## Source passage

※ ※ ※

I disagree with the majority's conclusion that dismissal was warranted because plaintiff allegedly failed to meet her burden of raising triable issues of fact on the threshold issue of serious injury. Plaintiff alleged in her bill of particulars that she suffered a “permanent consequential limitation of a body organ or member” and “significant limitation of use of a body function.” (Insurance Law § 5102(d)). In this case the burden never shifted to plaintiff. A proper analysis of defendants' proof reveals that defendants failed to meet the initial burden for entitlement to summary judgment. Accordingly, I respectfully dissent.
On a motion for summary judgment dismissing the complaint, the defendant bears the initial burden to demonstrate that the plaintiff did not sustain serious injury (see Pommells v. Perez, 4 N.Y.3d 566, 797 N.Y.S.2d 380, 830 N.E.2d 278 ; Toure v. Avis Rent A Car Sys., 98 N.Y.2d 345, 746 N.Y.S.2d 865, 774 N.E.2d 1197 ; Gaddy v. Eyler, 79 N.Y.2d 955, 956, 582 N.Y.S.2d 990, 591 N.E.2d 1176  ). If the defendant meets this burden by showing that the plaintiff did not suffer “permanent loss,” a “consequential” or “significant” limitation under Insurance Law § 5102(d), the plaintiff can provide a medical expert's designation of a numeric percentage of a loss of range of motion or an expert's qualitative assessment of the plaintiff's condition to raise a triable issue of fact as to whether the plaintiff sustained a serious injury (see Perez v. Rodriguez, 25 A.D.3d 506, 507-508, 809 N.Y.S.2d 15  ). When either party fails to do so, the court is deprived of an indispensable tool for determinating whether a party met its respective burden on the legal question of whether a claim of serious injury is “significant” or “consequential” (Toure, 98 N.Y.2d at 353, 746 N.Y.S.2d 865, 774 N.E.2d 1197).

※ ※ ※

## Point-per-instance localization data
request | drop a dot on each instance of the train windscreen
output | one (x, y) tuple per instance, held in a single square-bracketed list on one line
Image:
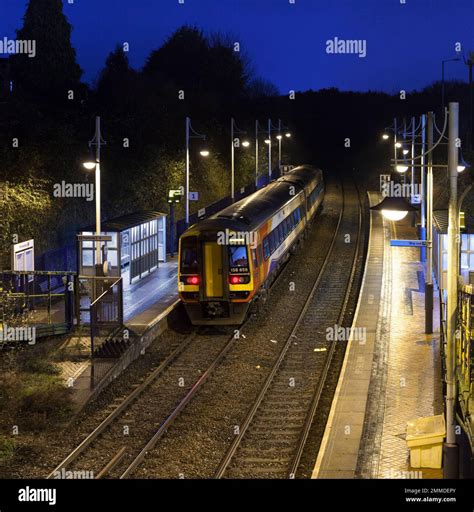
[(189, 255), (238, 259)]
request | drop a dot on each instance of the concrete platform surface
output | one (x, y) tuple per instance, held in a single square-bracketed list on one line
[(392, 376)]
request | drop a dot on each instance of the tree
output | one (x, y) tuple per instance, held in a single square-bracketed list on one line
[(116, 83), (53, 71)]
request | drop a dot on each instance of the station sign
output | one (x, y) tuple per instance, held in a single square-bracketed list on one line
[(23, 256), (408, 243), (174, 196)]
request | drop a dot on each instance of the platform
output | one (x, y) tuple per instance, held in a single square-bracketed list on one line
[(392, 376), (145, 300), (146, 305)]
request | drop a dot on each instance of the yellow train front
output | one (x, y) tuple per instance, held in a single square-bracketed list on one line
[(228, 261)]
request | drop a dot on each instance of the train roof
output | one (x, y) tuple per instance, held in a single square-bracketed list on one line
[(253, 210)]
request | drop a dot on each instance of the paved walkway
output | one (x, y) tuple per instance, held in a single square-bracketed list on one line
[(391, 377), (146, 302)]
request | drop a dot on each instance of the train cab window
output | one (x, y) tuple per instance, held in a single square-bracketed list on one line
[(189, 255), (238, 259)]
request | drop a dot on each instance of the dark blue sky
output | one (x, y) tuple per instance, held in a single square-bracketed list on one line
[(287, 43)]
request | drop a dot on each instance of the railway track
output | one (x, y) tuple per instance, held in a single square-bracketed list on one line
[(176, 380), (92, 448), (273, 434), (154, 406)]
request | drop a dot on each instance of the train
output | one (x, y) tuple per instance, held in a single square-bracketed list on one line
[(228, 261)]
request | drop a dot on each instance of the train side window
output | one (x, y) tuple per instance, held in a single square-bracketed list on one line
[(255, 258), (281, 236), (271, 239), (266, 248)]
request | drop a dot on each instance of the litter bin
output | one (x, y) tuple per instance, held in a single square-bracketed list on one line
[(425, 440)]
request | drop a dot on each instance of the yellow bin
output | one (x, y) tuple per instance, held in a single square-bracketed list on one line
[(425, 439)]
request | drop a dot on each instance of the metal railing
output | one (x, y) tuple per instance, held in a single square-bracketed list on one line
[(43, 299), (106, 311)]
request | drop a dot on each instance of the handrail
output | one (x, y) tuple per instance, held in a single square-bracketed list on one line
[(106, 291)]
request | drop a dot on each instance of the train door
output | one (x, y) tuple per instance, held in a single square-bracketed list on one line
[(213, 269)]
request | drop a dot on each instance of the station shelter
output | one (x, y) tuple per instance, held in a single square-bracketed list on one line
[(137, 245), (440, 249)]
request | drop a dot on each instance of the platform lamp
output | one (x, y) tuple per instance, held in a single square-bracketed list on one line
[(280, 138), (174, 196), (394, 208), (191, 134), (235, 142), (90, 165)]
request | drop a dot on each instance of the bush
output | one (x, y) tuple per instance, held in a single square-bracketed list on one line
[(7, 448), (34, 402)]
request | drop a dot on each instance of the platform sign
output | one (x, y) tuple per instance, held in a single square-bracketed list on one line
[(23, 257), (384, 180), (408, 243)]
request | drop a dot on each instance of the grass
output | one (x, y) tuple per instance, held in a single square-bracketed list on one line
[(7, 448), (32, 394)]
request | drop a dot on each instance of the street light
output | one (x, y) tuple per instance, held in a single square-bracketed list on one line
[(455, 59), (191, 134), (401, 168), (90, 165), (462, 164), (233, 144), (394, 208)]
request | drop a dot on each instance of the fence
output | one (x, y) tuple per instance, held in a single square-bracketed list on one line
[(101, 306), (40, 299)]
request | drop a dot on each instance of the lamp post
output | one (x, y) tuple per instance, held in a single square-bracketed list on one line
[(234, 130), (451, 449), (269, 150), (455, 59), (97, 141), (280, 138), (191, 134), (256, 154), (429, 229), (470, 63)]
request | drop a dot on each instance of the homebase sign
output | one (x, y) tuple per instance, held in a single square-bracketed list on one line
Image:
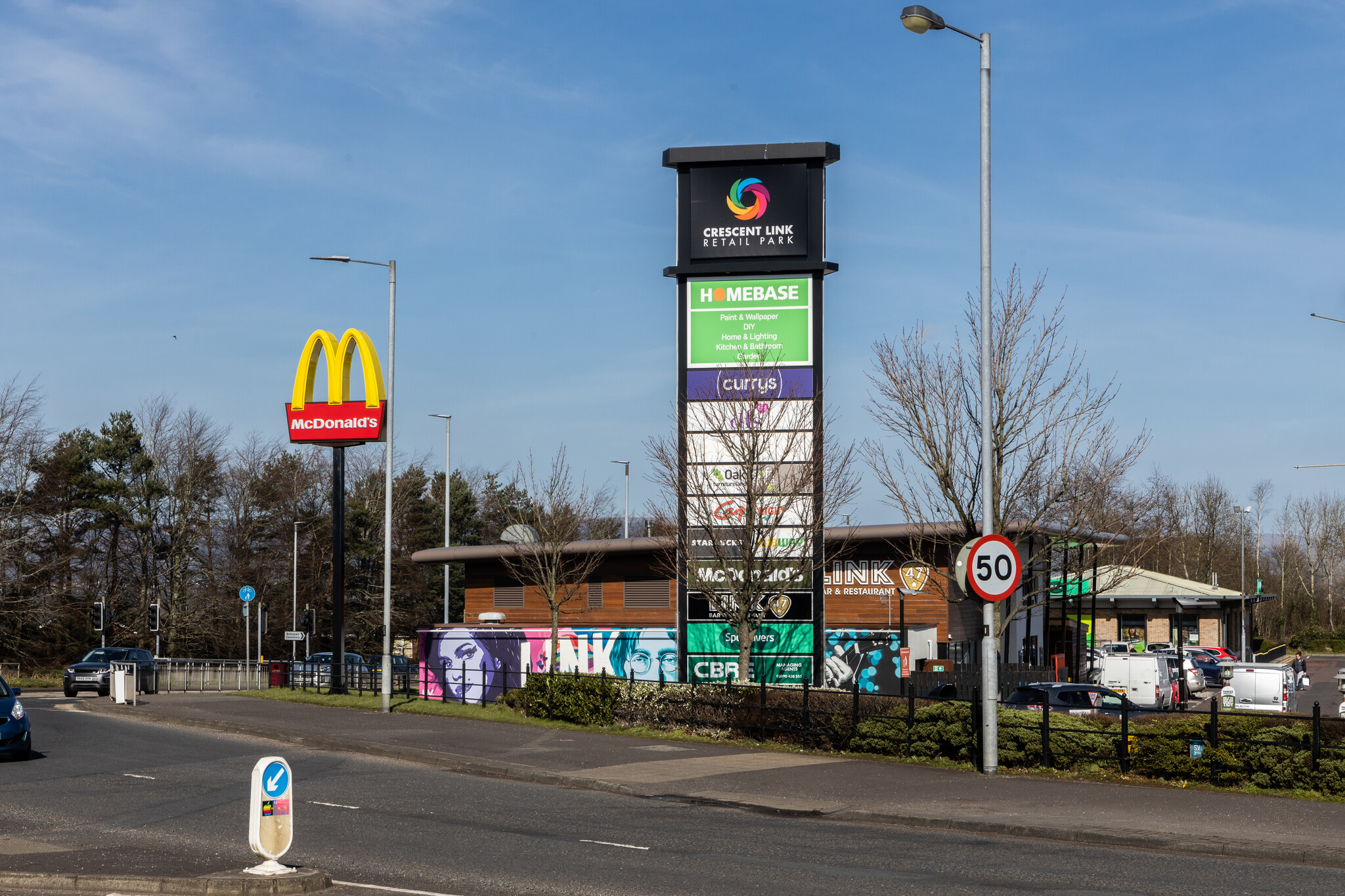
[(749, 322)]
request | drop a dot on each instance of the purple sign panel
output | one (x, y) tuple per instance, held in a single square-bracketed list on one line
[(785, 382)]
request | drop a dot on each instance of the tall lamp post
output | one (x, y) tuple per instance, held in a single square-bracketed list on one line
[(294, 606), (1242, 584), (449, 482), (921, 19), (626, 532), (387, 475)]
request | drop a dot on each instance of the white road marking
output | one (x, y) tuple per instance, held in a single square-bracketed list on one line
[(390, 889), (607, 844)]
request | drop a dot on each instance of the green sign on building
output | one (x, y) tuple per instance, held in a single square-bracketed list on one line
[(758, 322), (771, 637)]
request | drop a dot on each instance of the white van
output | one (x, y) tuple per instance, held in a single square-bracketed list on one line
[(1143, 677), (1265, 685)]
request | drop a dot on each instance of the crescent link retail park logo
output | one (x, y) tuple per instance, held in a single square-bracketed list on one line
[(338, 421), (761, 196)]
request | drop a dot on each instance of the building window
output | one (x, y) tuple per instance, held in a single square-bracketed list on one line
[(509, 594), (646, 594), (1134, 626)]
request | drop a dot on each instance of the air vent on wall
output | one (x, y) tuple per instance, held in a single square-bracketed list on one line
[(646, 594), (509, 594)]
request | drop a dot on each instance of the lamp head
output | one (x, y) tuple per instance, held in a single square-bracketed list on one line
[(921, 19)]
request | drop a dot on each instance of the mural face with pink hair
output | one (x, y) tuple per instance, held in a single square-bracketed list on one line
[(474, 664)]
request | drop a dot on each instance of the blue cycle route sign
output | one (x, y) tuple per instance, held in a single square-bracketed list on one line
[(275, 781)]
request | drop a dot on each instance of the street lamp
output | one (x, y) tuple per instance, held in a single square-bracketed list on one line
[(449, 482), (921, 19), (627, 530), (387, 485), (294, 606), (1242, 584)]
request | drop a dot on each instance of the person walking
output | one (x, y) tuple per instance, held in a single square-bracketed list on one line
[(1300, 668)]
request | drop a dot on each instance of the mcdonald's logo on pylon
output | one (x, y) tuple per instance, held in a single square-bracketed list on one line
[(338, 421)]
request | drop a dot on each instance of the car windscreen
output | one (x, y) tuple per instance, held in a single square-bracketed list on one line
[(106, 654)]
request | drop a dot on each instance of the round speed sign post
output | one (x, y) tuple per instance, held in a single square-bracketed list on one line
[(994, 568)]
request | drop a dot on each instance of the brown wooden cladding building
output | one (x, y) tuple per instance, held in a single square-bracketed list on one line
[(631, 587)]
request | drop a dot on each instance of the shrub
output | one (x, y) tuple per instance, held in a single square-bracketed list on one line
[(585, 700)]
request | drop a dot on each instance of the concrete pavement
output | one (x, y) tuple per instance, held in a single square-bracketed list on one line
[(837, 788)]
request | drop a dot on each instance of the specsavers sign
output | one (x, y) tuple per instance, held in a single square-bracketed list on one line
[(758, 322)]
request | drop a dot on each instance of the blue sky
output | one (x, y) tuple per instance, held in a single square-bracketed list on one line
[(167, 168)]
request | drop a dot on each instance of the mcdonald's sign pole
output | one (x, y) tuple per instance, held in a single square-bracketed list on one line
[(338, 423), (386, 685)]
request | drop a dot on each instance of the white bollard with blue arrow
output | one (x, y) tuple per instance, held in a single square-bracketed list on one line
[(271, 815)]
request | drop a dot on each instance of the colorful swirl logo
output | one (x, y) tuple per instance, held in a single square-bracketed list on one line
[(759, 196)]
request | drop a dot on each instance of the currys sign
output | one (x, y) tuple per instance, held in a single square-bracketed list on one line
[(338, 421), (740, 385)]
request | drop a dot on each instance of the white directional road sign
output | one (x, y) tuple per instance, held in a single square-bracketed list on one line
[(994, 568), (271, 815)]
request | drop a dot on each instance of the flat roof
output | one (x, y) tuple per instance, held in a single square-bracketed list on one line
[(839, 535)]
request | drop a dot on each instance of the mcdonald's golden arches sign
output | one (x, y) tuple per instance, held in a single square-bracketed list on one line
[(338, 421)]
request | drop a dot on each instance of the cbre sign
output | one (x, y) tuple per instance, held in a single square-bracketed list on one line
[(338, 421)]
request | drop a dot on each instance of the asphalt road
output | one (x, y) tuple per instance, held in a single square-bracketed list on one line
[(142, 798)]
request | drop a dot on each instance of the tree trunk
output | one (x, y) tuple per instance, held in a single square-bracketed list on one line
[(556, 634), (747, 631)]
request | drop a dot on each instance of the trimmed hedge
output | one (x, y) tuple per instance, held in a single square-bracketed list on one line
[(1266, 752), (585, 700)]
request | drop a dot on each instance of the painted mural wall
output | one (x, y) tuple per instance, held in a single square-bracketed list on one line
[(481, 661)]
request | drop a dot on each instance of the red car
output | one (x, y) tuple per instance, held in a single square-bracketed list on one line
[(1222, 654)]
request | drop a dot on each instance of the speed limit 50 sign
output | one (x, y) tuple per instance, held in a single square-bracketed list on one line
[(994, 568)]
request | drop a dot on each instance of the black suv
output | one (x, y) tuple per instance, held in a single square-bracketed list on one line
[(1075, 699), (91, 673)]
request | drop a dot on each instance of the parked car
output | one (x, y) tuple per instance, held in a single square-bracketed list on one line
[(91, 673), (1143, 677), (1075, 699), (1265, 685), (15, 729), (1211, 668), (1223, 654), (401, 671), (317, 672), (1195, 677)]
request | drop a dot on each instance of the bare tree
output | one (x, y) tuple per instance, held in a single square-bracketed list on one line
[(1059, 464), (558, 513), (752, 479)]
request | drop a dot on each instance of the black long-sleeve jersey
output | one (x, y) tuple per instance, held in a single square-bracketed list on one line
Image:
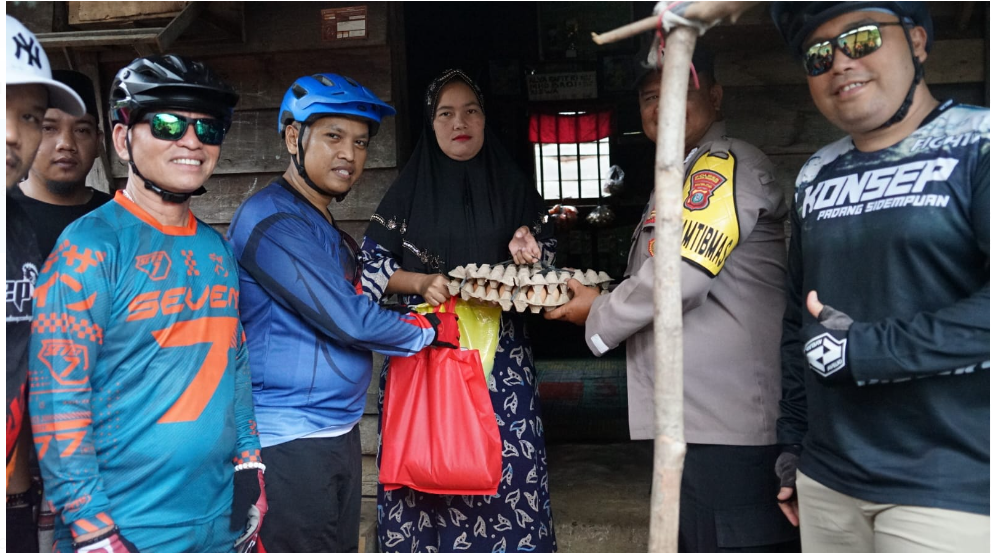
[(898, 240)]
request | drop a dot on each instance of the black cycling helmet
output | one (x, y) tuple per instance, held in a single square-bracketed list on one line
[(797, 20), (168, 82)]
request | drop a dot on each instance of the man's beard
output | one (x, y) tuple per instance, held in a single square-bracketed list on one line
[(64, 188)]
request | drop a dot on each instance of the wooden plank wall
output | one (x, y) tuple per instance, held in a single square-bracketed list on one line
[(766, 101), (283, 42)]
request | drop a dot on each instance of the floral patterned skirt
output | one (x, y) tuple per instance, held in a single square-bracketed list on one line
[(518, 517)]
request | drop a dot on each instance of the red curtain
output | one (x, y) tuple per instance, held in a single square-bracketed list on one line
[(555, 128)]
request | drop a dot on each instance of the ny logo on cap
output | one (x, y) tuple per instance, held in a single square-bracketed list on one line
[(32, 49)]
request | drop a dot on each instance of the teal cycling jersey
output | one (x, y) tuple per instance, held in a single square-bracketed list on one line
[(140, 390)]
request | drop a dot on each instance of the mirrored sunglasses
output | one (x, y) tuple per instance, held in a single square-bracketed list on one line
[(169, 126), (855, 44)]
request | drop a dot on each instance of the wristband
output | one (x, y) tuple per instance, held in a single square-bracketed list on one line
[(250, 465)]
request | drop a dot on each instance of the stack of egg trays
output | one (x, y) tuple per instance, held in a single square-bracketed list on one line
[(536, 287)]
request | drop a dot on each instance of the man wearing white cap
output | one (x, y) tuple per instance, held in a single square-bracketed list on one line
[(30, 92)]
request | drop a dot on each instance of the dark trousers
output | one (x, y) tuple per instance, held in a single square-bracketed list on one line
[(728, 502), (22, 530), (314, 495)]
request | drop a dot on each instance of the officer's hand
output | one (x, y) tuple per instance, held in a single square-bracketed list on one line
[(523, 247), (446, 333), (109, 542), (788, 503), (433, 289), (786, 468), (249, 509), (577, 308)]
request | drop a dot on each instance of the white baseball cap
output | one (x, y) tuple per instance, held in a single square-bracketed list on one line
[(28, 64)]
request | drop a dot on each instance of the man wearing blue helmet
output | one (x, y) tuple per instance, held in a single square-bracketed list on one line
[(884, 408), (310, 330)]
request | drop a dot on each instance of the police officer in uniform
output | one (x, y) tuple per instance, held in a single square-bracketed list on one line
[(733, 276)]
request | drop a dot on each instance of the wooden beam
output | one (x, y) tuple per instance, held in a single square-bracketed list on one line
[(178, 25)]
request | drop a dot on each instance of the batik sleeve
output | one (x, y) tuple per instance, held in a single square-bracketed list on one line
[(377, 267)]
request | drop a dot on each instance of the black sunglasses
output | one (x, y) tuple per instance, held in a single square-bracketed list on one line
[(169, 126), (855, 44)]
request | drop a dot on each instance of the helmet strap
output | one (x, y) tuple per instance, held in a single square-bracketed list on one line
[(299, 160), (917, 78), (170, 197)]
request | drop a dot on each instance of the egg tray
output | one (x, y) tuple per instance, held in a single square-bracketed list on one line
[(536, 287)]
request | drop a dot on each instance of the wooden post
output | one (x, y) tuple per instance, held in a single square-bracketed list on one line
[(669, 424)]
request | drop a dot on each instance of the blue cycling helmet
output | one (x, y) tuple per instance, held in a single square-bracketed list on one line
[(310, 98)]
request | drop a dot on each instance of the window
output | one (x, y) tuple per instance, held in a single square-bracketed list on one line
[(572, 171), (571, 149)]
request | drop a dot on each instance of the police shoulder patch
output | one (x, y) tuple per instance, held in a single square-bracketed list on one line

※ ※ ※

## What you are asked to do
Summarize the dissenting opinion in two sentences.

## Output
The dissent argues that dismissal was unwarranted because defendants failed to meet their initial burden for summary judgment, so the burden never shifted to plaintiff, who had alleged a permanent consequential limitation and a significant limitation under Insurance Law § 5102(d). On such a motion the defendant must first show that the plaintiff did not sustain serious injury, and only then may the plaintiff raise a triable issue of fact through a medical expert's numeric percentage of lost range of motion or a qualitative assessment of the plaintiff's condition.